WHAT IS REQUIRED. Lay out the records below as a Markdown table with the columns "Row" and "Line". Start with the line containing "In this exercise you will locate the water", include it and every line through the end of the records, number each row, omit blank lines, and leave out all other lines.

(Dataset entries)
+===+
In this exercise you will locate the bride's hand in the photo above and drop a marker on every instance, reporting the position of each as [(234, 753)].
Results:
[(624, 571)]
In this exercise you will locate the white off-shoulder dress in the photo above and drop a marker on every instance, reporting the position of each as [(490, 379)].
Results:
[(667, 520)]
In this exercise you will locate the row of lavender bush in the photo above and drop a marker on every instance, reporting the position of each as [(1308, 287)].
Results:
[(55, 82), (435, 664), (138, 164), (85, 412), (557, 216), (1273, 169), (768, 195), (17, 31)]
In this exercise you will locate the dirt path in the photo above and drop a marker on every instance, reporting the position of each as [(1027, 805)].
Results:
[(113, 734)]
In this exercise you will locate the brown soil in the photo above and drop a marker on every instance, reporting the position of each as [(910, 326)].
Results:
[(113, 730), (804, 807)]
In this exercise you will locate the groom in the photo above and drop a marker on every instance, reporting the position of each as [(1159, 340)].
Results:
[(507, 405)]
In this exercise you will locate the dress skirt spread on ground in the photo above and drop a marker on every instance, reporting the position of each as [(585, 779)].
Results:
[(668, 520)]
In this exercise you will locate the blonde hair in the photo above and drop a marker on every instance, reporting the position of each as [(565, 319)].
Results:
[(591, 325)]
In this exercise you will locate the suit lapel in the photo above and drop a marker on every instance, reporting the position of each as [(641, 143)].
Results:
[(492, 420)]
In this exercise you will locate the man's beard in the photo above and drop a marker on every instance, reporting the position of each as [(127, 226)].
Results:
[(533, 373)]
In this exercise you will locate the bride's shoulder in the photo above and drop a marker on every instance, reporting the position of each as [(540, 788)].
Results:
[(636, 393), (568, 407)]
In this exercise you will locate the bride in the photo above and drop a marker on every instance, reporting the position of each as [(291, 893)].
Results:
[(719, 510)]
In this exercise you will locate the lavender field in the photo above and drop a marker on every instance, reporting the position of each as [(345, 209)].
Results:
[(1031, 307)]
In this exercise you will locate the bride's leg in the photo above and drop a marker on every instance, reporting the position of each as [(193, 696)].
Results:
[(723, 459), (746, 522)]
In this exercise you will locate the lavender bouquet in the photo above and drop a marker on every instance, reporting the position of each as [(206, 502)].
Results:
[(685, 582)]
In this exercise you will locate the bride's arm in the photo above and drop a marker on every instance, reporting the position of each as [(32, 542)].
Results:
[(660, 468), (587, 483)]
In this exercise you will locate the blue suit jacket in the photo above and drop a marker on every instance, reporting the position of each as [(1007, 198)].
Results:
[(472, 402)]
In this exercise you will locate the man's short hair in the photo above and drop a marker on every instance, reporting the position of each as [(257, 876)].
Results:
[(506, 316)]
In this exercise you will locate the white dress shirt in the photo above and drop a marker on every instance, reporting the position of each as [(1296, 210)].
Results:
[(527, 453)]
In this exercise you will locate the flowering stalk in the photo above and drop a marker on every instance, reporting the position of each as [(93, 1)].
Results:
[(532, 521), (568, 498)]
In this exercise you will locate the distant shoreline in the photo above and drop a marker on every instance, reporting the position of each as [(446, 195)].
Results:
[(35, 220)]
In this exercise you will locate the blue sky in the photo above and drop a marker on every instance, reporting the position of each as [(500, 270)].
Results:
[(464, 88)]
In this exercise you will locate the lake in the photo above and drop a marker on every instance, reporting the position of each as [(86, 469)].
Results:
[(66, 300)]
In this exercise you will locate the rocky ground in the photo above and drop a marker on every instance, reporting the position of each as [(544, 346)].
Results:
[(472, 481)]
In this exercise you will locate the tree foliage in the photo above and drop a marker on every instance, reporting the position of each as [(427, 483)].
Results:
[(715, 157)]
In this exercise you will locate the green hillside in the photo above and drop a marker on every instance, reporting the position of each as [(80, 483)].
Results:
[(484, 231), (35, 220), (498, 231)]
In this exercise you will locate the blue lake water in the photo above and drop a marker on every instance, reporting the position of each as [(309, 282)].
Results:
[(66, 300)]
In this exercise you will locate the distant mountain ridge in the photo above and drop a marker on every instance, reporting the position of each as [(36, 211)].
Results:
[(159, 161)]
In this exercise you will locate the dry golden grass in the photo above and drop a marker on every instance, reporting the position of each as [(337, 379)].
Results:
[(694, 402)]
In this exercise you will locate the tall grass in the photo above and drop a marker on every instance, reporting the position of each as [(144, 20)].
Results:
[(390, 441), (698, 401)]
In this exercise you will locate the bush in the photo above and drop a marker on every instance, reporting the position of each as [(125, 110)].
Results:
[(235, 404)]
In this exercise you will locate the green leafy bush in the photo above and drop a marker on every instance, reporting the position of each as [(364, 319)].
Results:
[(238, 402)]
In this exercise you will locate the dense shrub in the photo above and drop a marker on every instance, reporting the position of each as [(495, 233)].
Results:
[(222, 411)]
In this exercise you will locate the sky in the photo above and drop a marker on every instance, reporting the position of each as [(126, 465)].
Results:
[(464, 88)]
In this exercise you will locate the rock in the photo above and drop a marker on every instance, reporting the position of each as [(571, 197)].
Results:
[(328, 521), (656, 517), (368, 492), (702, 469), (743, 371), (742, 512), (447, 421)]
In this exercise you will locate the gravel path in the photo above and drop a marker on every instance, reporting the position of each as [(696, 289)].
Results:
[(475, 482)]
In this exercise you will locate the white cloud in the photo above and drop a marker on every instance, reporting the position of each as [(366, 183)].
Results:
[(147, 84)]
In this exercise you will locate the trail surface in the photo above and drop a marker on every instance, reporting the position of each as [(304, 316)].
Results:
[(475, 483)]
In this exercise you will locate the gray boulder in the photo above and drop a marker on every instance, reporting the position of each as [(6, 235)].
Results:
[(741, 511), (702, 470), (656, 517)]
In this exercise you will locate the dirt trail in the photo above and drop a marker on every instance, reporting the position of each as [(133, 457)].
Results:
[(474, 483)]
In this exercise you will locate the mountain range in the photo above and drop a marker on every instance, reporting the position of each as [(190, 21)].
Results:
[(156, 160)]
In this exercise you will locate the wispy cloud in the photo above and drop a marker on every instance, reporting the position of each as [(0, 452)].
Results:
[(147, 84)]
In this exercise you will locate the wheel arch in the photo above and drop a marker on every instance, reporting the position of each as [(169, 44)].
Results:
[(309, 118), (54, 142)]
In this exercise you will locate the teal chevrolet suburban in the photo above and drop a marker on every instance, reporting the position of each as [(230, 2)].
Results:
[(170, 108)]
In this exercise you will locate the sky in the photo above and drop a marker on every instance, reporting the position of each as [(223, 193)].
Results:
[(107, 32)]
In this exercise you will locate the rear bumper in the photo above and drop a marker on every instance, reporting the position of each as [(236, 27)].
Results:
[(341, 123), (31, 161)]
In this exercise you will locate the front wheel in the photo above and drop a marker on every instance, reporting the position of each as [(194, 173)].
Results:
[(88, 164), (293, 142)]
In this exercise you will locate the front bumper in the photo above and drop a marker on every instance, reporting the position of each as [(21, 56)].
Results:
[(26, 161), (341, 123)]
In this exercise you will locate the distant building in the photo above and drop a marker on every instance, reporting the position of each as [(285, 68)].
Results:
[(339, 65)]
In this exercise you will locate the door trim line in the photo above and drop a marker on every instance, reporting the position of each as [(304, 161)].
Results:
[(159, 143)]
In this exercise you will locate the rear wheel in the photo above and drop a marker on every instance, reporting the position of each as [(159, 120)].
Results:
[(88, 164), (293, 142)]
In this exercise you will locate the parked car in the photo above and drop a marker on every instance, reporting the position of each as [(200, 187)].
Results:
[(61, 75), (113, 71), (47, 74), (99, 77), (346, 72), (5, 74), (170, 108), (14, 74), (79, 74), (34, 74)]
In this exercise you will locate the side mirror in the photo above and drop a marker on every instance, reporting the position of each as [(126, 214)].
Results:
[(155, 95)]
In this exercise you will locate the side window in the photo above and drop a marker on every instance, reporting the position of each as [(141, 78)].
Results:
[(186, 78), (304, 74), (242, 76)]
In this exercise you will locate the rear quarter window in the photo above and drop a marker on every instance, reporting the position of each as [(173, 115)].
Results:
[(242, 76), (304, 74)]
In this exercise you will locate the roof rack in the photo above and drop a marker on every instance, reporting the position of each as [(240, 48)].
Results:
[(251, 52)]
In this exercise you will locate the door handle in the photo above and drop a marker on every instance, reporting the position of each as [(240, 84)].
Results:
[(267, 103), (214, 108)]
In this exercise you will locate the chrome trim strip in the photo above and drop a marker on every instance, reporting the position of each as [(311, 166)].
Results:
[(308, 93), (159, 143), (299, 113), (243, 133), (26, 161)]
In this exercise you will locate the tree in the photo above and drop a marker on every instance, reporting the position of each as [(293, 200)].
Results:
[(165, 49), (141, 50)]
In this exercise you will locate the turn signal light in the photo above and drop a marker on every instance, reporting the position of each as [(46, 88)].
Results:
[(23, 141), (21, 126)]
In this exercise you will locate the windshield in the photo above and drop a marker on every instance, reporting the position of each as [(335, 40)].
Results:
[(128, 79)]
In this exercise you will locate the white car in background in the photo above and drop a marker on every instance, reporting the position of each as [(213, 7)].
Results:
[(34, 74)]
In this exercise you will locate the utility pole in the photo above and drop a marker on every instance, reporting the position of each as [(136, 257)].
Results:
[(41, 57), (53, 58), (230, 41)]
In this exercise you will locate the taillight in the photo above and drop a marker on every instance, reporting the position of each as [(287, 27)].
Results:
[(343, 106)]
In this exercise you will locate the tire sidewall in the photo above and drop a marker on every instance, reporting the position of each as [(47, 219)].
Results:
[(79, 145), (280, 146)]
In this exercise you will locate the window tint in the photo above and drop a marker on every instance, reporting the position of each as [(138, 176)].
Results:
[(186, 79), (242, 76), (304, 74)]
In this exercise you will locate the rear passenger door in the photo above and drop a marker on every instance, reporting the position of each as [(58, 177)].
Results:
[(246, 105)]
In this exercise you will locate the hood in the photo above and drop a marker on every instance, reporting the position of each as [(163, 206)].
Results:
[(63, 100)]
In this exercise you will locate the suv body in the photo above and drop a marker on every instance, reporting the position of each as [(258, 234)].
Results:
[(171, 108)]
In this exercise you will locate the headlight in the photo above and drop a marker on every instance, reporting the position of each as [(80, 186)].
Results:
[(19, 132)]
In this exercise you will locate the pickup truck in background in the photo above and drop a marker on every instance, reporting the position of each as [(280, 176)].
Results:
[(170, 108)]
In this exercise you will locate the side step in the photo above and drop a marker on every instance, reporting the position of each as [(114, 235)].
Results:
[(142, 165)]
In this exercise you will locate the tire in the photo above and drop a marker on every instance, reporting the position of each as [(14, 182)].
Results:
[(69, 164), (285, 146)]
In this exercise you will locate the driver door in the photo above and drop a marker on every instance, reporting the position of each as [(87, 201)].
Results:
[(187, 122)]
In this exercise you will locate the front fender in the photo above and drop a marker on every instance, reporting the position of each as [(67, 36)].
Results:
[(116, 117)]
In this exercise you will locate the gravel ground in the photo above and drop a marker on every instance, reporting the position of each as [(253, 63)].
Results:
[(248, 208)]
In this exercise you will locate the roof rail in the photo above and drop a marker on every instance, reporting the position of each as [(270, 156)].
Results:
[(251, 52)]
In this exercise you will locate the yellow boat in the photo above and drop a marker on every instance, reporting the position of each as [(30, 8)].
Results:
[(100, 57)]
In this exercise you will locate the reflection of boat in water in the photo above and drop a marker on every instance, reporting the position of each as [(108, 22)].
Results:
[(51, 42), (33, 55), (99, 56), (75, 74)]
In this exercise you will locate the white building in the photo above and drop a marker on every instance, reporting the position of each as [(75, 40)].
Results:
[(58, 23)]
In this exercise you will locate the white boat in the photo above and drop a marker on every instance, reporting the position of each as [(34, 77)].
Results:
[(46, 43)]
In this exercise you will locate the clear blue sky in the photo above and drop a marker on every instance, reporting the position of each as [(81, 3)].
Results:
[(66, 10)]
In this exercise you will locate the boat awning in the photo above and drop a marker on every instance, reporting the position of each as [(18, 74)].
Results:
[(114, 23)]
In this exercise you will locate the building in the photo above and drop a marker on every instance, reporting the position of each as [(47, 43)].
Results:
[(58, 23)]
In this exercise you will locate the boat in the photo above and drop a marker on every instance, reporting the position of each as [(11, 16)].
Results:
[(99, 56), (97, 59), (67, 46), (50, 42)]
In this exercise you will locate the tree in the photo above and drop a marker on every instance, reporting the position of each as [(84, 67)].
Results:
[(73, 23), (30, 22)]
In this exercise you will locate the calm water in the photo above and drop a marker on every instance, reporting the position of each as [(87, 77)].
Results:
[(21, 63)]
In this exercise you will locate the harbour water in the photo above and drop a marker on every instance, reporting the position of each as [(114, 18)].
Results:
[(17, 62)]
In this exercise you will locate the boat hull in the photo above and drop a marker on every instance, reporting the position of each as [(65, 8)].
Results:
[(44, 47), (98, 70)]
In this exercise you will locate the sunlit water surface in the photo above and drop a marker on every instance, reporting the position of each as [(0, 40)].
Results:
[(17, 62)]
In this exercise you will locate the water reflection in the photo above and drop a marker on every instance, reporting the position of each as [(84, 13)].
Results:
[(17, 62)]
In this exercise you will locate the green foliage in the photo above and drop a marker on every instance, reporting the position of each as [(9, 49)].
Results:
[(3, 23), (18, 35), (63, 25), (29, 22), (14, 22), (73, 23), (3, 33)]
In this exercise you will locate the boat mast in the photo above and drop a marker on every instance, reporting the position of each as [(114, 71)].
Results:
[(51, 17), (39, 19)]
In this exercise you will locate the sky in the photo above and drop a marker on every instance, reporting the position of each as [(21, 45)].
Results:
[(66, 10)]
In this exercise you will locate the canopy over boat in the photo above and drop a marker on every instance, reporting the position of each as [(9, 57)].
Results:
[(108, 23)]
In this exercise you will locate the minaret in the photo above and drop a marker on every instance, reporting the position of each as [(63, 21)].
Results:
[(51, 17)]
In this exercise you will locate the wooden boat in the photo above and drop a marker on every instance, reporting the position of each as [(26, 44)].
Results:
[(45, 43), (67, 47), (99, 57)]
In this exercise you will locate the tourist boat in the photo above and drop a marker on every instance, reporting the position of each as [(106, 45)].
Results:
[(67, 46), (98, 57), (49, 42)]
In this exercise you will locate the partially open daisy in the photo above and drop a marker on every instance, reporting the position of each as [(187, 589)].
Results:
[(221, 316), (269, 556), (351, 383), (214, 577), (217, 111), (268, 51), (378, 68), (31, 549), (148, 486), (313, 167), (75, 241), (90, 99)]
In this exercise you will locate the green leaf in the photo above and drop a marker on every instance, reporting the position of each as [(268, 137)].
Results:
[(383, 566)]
+===+
OUTPUT OF THE TASK.
| Row | Line |
|---|---|
| 1 | In this exercise you will locate the water reflection in the photo above and drop a marker on every instance, reporting the position of each as [(84, 13)]. |
| 2 | Results: |
| 3 | [(17, 62)] |
| 4 | In this exercise you will locate the green foliage in the photo above and drop a marker on every instance, reporting the position of each as [(9, 49)]. |
| 5 | Results: |
| 6 | [(3, 23), (18, 35), (63, 25), (29, 22), (14, 22), (73, 23), (3, 33)] |
| 7 | In this exercise you will locate the boat mast in the photo above and drop a marker on every instance, reporting the position of each as [(114, 71)]. |
| 8 | Results: |
| 9 | [(51, 17), (39, 19)] |
| 10 | In this exercise you will locate the sky in the photo above and drop a marker on every instance, reporting the position of each as [(21, 45)]. |
| 11 | Results: |
| 12 | [(66, 10)] |
| 13 | In this exercise you will locate the canopy over boat in the photo above and drop a marker on every instance, reporting the position of each as [(9, 57)]. |
| 14 | Results: |
| 15 | [(108, 23)] |
| 16 | In this exercise you will locate the minaret in the photo above and drop a marker on every instance, reporting the position of each as [(63, 21)]. |
| 17 | Results: |
| 18 | [(51, 17)] |
| 19 | In this exercise you will locate the wooden boat in the photo above and drop a marker on every instance, reporting the position of each as [(26, 44)]. |
| 20 | Results: |
| 21 | [(45, 43), (67, 47), (99, 57)] |
| 22 | In this exercise you will locate the tourist boat in the photo above and drop a marker on every instance, reporting the position of each as [(106, 45)]. |
| 23 | Results: |
| 24 | [(67, 46), (98, 57), (49, 42)] |
| 25 | In this exercise you will locate the partially open daisy in the photo above and drop a marker on every instance, reporting the position of each as [(187, 589)]. |
| 26 | Results: |
| 27 | [(221, 316), (269, 556), (351, 383), (214, 577), (217, 111), (268, 51), (378, 68), (31, 549), (148, 486), (313, 167), (75, 241), (90, 99)] |
| 28 | In this exercise you will locate the green leaf in the photo above and drop a marker on every instance, reporting the position of each as [(268, 137)]. |
| 29 | Results: |
| 30 | [(383, 566)] |